-- begin Excerpted records --
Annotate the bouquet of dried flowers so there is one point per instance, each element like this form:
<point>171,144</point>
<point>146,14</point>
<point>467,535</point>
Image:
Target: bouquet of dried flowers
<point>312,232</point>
-- end Excerpted records --
- [Your instructions]: Update these lines by changing "bouquet of dried flowers" to "vase of fresh tulips" everywhere it occurs, leaving the rest unchanged.

- [Final answer]:
Annotate the vase of fresh tulips so there is one point per instance, each element like this form:
<point>171,144</point>
<point>146,14</point>
<point>467,535</point>
Image:
Target: vase of fresh tulips
<point>312,232</point>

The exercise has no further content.